# Nissan Skyline DIGI Q



## Sunny (May 6, 2002)

just recently acquired rc car in Blue R34 

http://www.toyeast.com/proddetail2.asp?pdtid=ARCQ005

need help in sourcing a supplier for a Booster for the controller here in SoCal as well as upgrade parts.

Tevs


----------



## S15dude (May 7, 2002)

Those things are tight!! I'm gonna get one as soon as I have some extra money this summer. I don't have any answers to your quetions though.


----------



## Sunny (May 6, 2002)

thx!

you will most likely find this at your nearest Mitsuwa Marketplace in SD, should be no more than $60 for the set.

Tevs


----------



## S15dude (May 7, 2002)

I was at Mitsuwa the other day and didn't see them, but at this anime shop in one of our local malls had the tommy brand skyline for like $45!


----------



## Sunny (May 6, 2002)

that's including the controller right? if yes, that is a very good deal.
do they have any boosters for sale? hopefully we can get a good number of people to buy themselves cars so we can have a Digi-Q Nissan track day

Tevs


----------



## Sunny (May 6, 2002)

S15dude said:


> *I was at Mitsuwa the other day and didn't see them, but at this anime shop in one of our local malls had the tommy brand skyline for like $45! *


Oops! responded too quick, the Tommy brand is the Bit-Char, that car is a bit bigger than the Digi-Q, i am planning on getting that due to the availability of Performance mods i.e gears, tires, motor.

Tevs


----------



## S15dude (May 7, 2002)

(DATASET EXCERPT)
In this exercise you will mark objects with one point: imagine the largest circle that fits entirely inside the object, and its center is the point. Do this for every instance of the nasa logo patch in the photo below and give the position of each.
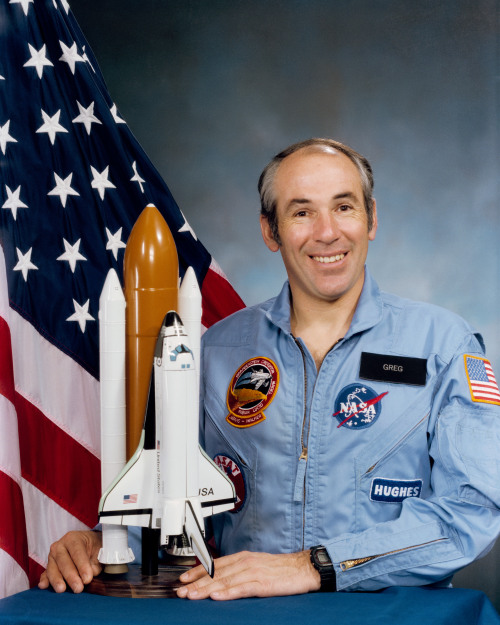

(TASK REQUIREMENTS)
Pick up the Skyline Digi-Q thread and keep it going from the point where it stops. The material above has nothing to do with the Skyline Digi-Q thread.

(REPLY)
Where do you get the mods for it? Are there any other websites out there with info on these tight little cars? A track day would be cool. Maybe during one of the regular nissan meets.
thanks


----------



## Sunny (May 6, 2002)

the only places i can think of are Auto Freak which usually have stores inside Mitsuwa, or Ebay but usually are being sold by overseas vendors, try Japanese hobby shops around your area, they should carry the parts.

Tevs


----------



## Guest (May 8, 2002)

That is pretty cool, saw the video on the digiq site... Do you get the car charger with it? Doesn't look like it comes in the package....


----------



## Sunny (May 6, 2002)

you charge the car on the controller for 10 minutes and will run on normal mode for 15 minutes of play.

Tevs


----------



## Guest (Jun 3, 2002)

*Nitro R34*

Ive owned an nitro rc car for some time now....like 2 years ago i bought an r34 body for it and painted it "race red". That thing hauls ass and for god sake, its got an R34 body on it in full race trim and gunmetal mesh wheels!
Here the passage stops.